**Wybrany fragment**

Fot. Michał Kamiński
Dużo ostatnio się dzieje: we mnie i wokół mnie. W sytuacjach, które zdaje się, że mnie przerastają, z Bożą pomocą udaje się jednak zachować spokój ducha i nie tracić głowy… „Z dużej chmury mały deszcz”, mówi polskie porzekadło. Przypomniało mi się ono przy okazji jakiejś trudniejszej sytuacji, ale też kilka chwil później, gdy wracając któregoś dnia do domu obserwowaliśmy (starsi synowie i ja) chmury deszczowe.
Były przeróżne: ciemne, jasne, postrzępione i o wyraźnie zarysowanych konturach. W pewnym momencie nawet wydawało nam się, że jedna z nich jest… pionowa! Z jednych padał tego dnia deszcz, z innych grad, a w końcu spadł także śnieg. Najmłodsza nasza pociecha ogłosiła wtedy, że możemy już wyprawiać jej urodziny, bo w końcu jest zima, a urodziny ma przecież w zimie. Śnieg roztapiał się natychmiast, zanim zdążył porządnie dotknąć ziemi. Jego wielkie płaty zaintrygowały nasze młodsze dzieci, a córeczka próbowała nawet zjeść ich jak największą ilość, łapiąc je na język.

**Wyodrębnione dane**
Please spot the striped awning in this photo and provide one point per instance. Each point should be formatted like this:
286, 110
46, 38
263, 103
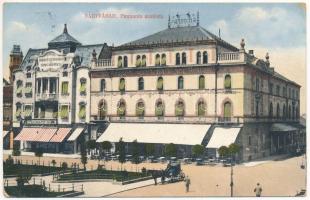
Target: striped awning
76, 133
60, 135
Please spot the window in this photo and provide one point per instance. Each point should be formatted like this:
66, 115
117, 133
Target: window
64, 88
140, 109
121, 108
177, 59
125, 61
157, 60
227, 111
102, 85
138, 61
198, 58
183, 58
64, 112
201, 84
18, 112
278, 90
143, 64
28, 89
270, 88
122, 85
180, 82
82, 111
205, 57
28, 111
102, 110
270, 110
284, 112
159, 109
82, 86
278, 111
201, 109
227, 82
179, 109
160, 83
141, 84
120, 62
19, 88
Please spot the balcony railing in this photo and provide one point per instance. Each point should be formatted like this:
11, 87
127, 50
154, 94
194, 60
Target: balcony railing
104, 63
47, 96
189, 120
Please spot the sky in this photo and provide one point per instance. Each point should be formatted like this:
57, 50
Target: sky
277, 28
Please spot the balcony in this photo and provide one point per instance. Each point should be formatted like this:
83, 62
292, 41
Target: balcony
47, 97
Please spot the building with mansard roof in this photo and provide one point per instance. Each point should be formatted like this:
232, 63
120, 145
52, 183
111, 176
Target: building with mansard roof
183, 85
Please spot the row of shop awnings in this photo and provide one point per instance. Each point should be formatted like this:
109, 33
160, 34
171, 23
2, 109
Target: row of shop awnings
47, 134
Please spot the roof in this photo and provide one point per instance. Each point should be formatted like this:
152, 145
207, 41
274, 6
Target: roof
186, 134
223, 136
85, 52
65, 37
179, 34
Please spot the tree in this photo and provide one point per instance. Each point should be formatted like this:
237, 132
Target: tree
223, 151
150, 149
135, 152
171, 150
121, 152
83, 155
38, 153
198, 150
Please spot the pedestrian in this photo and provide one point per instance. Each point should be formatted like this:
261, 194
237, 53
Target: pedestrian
258, 190
187, 183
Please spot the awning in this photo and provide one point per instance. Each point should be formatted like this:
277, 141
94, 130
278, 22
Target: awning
186, 134
5, 133
223, 136
76, 133
60, 135
278, 127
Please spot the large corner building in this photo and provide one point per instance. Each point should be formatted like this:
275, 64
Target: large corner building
182, 85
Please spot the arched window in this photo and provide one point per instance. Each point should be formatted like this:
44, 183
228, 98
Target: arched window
82, 86
102, 110
160, 83
183, 58
227, 111
122, 85
121, 108
179, 109
141, 83
201, 108
278, 111
140, 109
198, 57
205, 57
163, 59
284, 112
227, 82
120, 62
159, 109
125, 61
177, 59
138, 61
201, 84
157, 60
143, 64
102, 85
270, 110
180, 82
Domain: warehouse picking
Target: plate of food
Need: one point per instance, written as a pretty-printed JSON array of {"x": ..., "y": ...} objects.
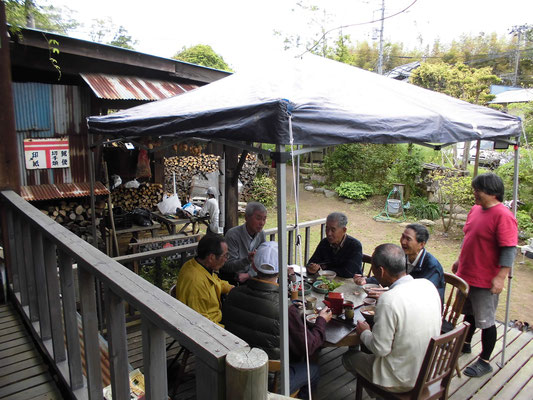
[
  {"x": 368, "y": 313},
  {"x": 311, "y": 318},
  {"x": 327, "y": 273},
  {"x": 321, "y": 287}
]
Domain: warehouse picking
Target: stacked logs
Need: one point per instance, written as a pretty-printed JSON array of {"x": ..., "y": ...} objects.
[
  {"x": 184, "y": 169},
  {"x": 147, "y": 195},
  {"x": 76, "y": 217}
]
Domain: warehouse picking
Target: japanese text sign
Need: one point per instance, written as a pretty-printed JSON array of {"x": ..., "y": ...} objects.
[{"x": 46, "y": 153}]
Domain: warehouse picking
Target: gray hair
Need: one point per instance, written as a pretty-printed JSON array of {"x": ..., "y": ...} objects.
[
  {"x": 340, "y": 218},
  {"x": 391, "y": 257},
  {"x": 253, "y": 207},
  {"x": 421, "y": 232}
]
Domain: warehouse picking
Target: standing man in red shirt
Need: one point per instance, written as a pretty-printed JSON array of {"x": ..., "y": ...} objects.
[{"x": 487, "y": 254}]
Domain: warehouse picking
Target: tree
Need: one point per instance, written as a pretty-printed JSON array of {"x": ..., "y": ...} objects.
[
  {"x": 103, "y": 30},
  {"x": 202, "y": 54},
  {"x": 25, "y": 13}
]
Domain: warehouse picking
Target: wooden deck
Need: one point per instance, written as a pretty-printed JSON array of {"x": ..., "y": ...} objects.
[
  {"x": 23, "y": 373},
  {"x": 514, "y": 381}
]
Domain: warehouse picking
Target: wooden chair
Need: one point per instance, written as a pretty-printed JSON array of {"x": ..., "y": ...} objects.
[
  {"x": 435, "y": 373},
  {"x": 275, "y": 367},
  {"x": 451, "y": 310},
  {"x": 183, "y": 353}
]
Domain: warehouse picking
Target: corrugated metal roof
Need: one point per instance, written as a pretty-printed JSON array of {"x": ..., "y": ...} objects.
[
  {"x": 61, "y": 190},
  {"x": 115, "y": 87}
]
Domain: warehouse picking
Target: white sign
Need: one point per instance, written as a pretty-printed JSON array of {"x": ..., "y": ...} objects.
[{"x": 46, "y": 153}]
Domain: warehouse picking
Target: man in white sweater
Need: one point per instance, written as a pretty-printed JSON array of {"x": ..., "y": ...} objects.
[{"x": 407, "y": 317}]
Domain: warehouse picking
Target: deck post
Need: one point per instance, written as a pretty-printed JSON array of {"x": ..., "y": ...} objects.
[
  {"x": 71, "y": 321},
  {"x": 155, "y": 364},
  {"x": 41, "y": 292},
  {"x": 54, "y": 308},
  {"x": 30, "y": 276},
  {"x": 118, "y": 345},
  {"x": 90, "y": 332},
  {"x": 247, "y": 374},
  {"x": 21, "y": 264}
]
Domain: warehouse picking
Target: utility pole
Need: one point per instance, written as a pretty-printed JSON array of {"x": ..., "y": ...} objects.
[
  {"x": 518, "y": 31},
  {"x": 380, "y": 59}
]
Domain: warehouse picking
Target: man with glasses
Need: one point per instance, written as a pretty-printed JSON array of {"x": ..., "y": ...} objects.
[
  {"x": 198, "y": 285},
  {"x": 487, "y": 254}
]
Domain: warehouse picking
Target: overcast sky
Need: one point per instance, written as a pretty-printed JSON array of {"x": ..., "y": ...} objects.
[{"x": 239, "y": 29}]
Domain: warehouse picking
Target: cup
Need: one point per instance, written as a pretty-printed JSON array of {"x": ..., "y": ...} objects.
[{"x": 310, "y": 302}]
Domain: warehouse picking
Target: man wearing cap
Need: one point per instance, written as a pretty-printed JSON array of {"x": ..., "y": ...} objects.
[
  {"x": 252, "y": 313},
  {"x": 243, "y": 240},
  {"x": 211, "y": 208},
  {"x": 198, "y": 285}
]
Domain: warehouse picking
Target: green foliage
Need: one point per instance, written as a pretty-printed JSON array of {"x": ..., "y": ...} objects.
[
  {"x": 525, "y": 177},
  {"x": 408, "y": 167},
  {"x": 354, "y": 190},
  {"x": 169, "y": 273},
  {"x": 202, "y": 54},
  {"x": 47, "y": 18},
  {"x": 452, "y": 190},
  {"x": 421, "y": 208},
  {"x": 525, "y": 222},
  {"x": 460, "y": 81},
  {"x": 369, "y": 163},
  {"x": 264, "y": 190}
]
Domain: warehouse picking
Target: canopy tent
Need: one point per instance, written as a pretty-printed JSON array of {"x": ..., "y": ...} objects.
[{"x": 308, "y": 101}]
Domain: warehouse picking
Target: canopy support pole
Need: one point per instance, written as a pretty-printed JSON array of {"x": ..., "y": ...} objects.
[
  {"x": 510, "y": 276},
  {"x": 281, "y": 172}
]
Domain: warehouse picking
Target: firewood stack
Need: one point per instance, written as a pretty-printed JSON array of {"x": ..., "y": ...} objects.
[
  {"x": 145, "y": 196},
  {"x": 76, "y": 217},
  {"x": 185, "y": 168},
  {"x": 247, "y": 176}
]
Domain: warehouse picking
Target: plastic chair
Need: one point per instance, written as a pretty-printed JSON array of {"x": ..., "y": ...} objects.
[
  {"x": 435, "y": 373},
  {"x": 183, "y": 353},
  {"x": 275, "y": 367},
  {"x": 451, "y": 310}
]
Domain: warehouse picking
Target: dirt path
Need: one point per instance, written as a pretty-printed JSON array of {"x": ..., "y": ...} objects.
[{"x": 444, "y": 247}]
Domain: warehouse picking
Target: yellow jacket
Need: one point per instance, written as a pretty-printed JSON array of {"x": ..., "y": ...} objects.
[{"x": 200, "y": 290}]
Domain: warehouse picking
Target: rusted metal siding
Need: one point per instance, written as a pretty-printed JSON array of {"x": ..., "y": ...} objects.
[
  {"x": 115, "y": 87},
  {"x": 63, "y": 110},
  {"x": 61, "y": 191}
]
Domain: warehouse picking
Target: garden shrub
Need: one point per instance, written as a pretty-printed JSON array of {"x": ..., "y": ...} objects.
[
  {"x": 356, "y": 162},
  {"x": 354, "y": 190},
  {"x": 264, "y": 190},
  {"x": 421, "y": 208}
]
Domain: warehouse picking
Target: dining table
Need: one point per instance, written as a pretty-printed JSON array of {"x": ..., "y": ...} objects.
[{"x": 340, "y": 332}]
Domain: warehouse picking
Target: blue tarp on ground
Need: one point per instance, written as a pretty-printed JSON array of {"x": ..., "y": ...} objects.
[{"x": 330, "y": 103}]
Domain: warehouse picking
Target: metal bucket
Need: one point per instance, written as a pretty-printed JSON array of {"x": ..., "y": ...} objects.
[{"x": 393, "y": 206}]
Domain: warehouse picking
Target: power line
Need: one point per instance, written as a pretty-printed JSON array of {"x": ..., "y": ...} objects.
[{"x": 356, "y": 24}]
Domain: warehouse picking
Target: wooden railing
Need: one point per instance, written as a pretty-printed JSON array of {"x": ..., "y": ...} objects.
[
  {"x": 40, "y": 255},
  {"x": 40, "y": 258}
]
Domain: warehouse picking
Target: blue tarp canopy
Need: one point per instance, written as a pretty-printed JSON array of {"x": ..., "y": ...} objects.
[{"x": 330, "y": 103}]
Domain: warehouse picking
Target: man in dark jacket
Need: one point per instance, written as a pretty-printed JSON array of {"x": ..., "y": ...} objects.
[
  {"x": 419, "y": 262},
  {"x": 338, "y": 251},
  {"x": 252, "y": 313}
]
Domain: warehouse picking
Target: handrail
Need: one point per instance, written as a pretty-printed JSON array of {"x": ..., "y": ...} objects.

**Polecenie**
Powtórz dokładnie ten ustęp tekstu o chmurach deszczowych, który zaczyna się od słów „Fot. Michał Kamiński”, a kończy na słowach „ja) chmury deszczowe.”. Wpisy pochodzą z innego źródła.

**Wynik ćwiczenia**
Fot. Michał Kamiński
Dużo ostatnio się dzieje: we mnie i wokół mnie. W sytuacjach, które zdaje się, że mnie przerastają, z Bożą pomocą udaje się jednak zachować spokój ducha i nie tracić głowy… „Z dużej chmury mały deszcz”, mówi polskie porzekadło. Przypomniało mi się ono przy okazji jakiejś trudniejszej sytuacji, ale też kilka chwil później, gdy wracając któregoś dnia do domu obserwowaliśmy (starsi synowie i ja) chmury deszczowe.